*WHAT YOU WILL DO:*
Reproduce the passage of the resort review that starts at "If you think" and ends at "at this resort.", copying it word for word.

***** PASSAGE SHOWN *****

We ate most our our meals at Breeze and Paradise. We ate at all of the the other restaurants once, with the exception of Shangri-La, which we visited twice having noted that the menu was supposed to change daily; alas, it did not. The chef at Shangri-La was the only one that really took the time to decorate dishes with garnishes and flavors that could be described as somehwta interesting. While food and cuisine remain items of personal taste, I can't help but bemoan the lack of any tasty or creative food options at the entire resort (with perhaps the slight exception for the Shangri-La). The best items were were able to find were the cheese burgers from the grill. We ate plenty of them. If you consider restaurants like Cracker Barrel, Denny's, and Ruby Tuesdays good and fine cuisine, the Golden Parnassus will not disappoint you. If you aspire for more, you would be better off dining elsewhere. Burger King may indeed be an upgrade.

If you think that unlimited drinks might be the redemption for all-inclusive, think again. The resort advertises "domestic and international" drinks. While the meaning of that is still unclear, as best I can discern it means that the alcohol utilizes was produced in Mexico (domestic) and a factory in, let's say, East Timor (international). The only "recognizable" and branded alcohols were Smirnoff Vodka and Bacardi Anejo dark rum. Forget about Grey Goose, which may only show up as an appetizer on the menu at Shangri-La. A week of all-inclusive alcohol may convince the somewhat discerning consumer to give Mormonism a go. Of course, if you go for quantity over quality and find your medicine cabinet an acceptable source for alcohol, you may not be disappointed at this resort.

If only the view was everything... A view of the ocean from one of our rooms.

Our rooms were acceptable but unexceptional. The Golden Room had a four person hot tub and an ocean view. The ocean view was stunning -- the waves off the Atlantic provided soothing comfort and the beautiful beaches were a sight for sore eyes. The standard rooms faced the lagoon and did not fare nearly as well. The hotel is an interior corridor set-up but because of the many openings throughout the building, there is a occasional musty feel that is hard to shake. Housekeeping only performed a very cursory cleaning evidenced by the ants that appeared in one of our rooms to feast on the drops of soda and beer that had been spilled the night before. Housekeeping was much more thorough at throwing away many of the covers from my toiletries and shaver; a most unwelcome surprise when I was packing to come home.

Amenities were equally lackluster. The hot tub alongside the pool is broken, and even a conversation with the General Manager yielded only a vague commitment that the repairs would be completed within a month or so. A resort without a large hot tub is a novelty, and we were the luckless recipients of it.

Perhaps if a brand that cared about its reputation were to offer an all-inclusive product, I would consider it again. A Westin all-inclusive, I would predict, may have a chance at glory. The Golden Parnassus, nestled between the attractive Le Meridien hotel and the Ritz Carlton Cancun (both not all inclusive resorts), should be torn down and redeveloped as a proper resort. Anything else runs roughshod over the beautiful ocean views and makes a mockery of all of the living creatures that cease their existence to provide ingredients for the various "restaurants" located within.

Save yourself the grief: pay for your food and drink and avoid the all-inclusive headache that is the Golden Parnassus.

***** STORED DATA *****

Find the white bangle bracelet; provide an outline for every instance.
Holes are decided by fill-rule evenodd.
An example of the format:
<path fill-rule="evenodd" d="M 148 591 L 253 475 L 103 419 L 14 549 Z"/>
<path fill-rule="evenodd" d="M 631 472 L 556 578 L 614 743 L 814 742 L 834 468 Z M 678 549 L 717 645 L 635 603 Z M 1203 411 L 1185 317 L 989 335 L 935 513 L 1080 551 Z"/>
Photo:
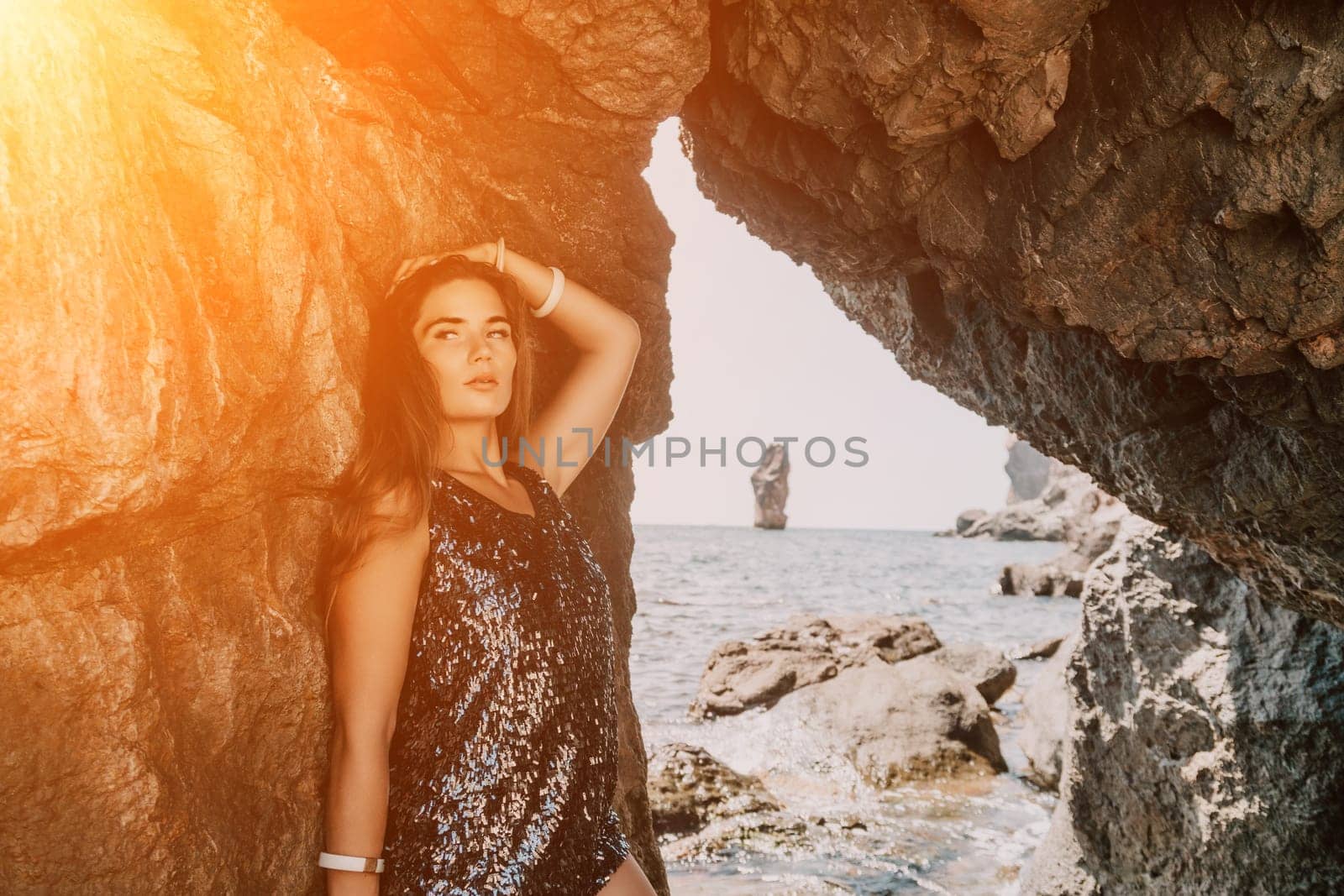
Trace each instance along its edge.
<path fill-rule="evenodd" d="M 337 853 L 317 853 L 317 866 L 332 870 L 362 870 L 370 875 L 383 873 L 382 858 L 364 858 L 363 856 L 341 856 Z"/>
<path fill-rule="evenodd" d="M 532 309 L 532 317 L 546 317 L 555 306 L 560 302 L 560 296 L 564 293 L 564 271 L 559 267 L 551 267 L 551 293 L 542 302 L 540 308 Z"/>

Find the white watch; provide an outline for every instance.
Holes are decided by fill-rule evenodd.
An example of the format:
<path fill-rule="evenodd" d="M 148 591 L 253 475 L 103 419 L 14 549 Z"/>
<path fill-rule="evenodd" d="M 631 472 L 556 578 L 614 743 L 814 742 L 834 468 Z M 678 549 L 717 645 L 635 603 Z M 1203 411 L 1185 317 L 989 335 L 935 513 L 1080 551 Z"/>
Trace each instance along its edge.
<path fill-rule="evenodd" d="M 332 870 L 362 870 L 370 875 L 383 873 L 382 858 L 364 858 L 363 856 L 341 856 L 339 853 L 317 853 L 317 866 Z"/>

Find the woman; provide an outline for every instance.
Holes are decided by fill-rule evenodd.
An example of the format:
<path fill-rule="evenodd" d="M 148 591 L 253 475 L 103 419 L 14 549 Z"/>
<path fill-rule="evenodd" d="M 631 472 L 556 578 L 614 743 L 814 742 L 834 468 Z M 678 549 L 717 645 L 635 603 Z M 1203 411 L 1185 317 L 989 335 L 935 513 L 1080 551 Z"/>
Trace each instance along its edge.
<path fill-rule="evenodd" d="M 542 316 L 579 359 L 534 418 Z M 403 262 L 368 339 L 324 562 L 328 892 L 652 896 L 612 809 L 610 594 L 559 501 L 638 326 L 500 239 Z"/>

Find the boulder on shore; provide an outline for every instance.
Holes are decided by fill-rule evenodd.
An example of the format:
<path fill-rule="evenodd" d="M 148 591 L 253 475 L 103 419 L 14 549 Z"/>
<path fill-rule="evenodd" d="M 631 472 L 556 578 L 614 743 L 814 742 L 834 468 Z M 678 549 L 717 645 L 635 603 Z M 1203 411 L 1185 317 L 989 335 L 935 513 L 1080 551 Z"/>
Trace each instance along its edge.
<path fill-rule="evenodd" d="M 1058 645 L 1031 689 L 1021 699 L 1021 733 L 1017 747 L 1027 756 L 1027 778 L 1046 790 L 1059 789 L 1059 770 L 1068 733 L 1068 682 L 1064 672 L 1078 643 L 1074 630 Z"/>
<path fill-rule="evenodd" d="M 942 643 L 927 622 L 911 615 L 794 614 L 751 641 L 714 647 L 689 707 L 694 719 L 731 716 L 770 707 L 784 695 L 866 662 L 899 662 Z"/>
<path fill-rule="evenodd" d="M 788 695 L 775 712 L 833 736 L 875 787 L 1007 771 L 989 704 L 939 664 L 845 669 Z"/>
<path fill-rule="evenodd" d="M 1003 650 L 982 643 L 949 643 L 905 661 L 907 670 L 937 664 L 969 680 L 991 707 L 1017 681 L 1017 666 Z"/>
<path fill-rule="evenodd" d="M 759 778 L 741 775 L 704 748 L 685 743 L 653 751 L 648 789 L 655 834 L 689 834 L 716 818 L 784 809 Z"/>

*****

*ANSWER TO THIS EXERCISE:*
If you think that unlimited drinks might be the redemption for all-inclusive, think again. The resort advertises "domestic and international" drinks. While the meaning of that is still unclear, as best I can discern it means that the alcohol utilizes was produced in Mexico (domestic) and a factory in, let's say, East Timor (international). The only "recognizable" and branded alcohols were Smirnoff Vodka and Bacardi Anejo dark rum. Forget about Grey Goose, which may only show up as an appetizer on the menu at Shangri-La. A week of all-inclusive alcohol may convince the somewhat discerning consumer to give Mormonism a go. Of course, if you go for quantity over quality and find your medicine cabinet an acceptable source for alcohol, you may not be disappointed at this resort.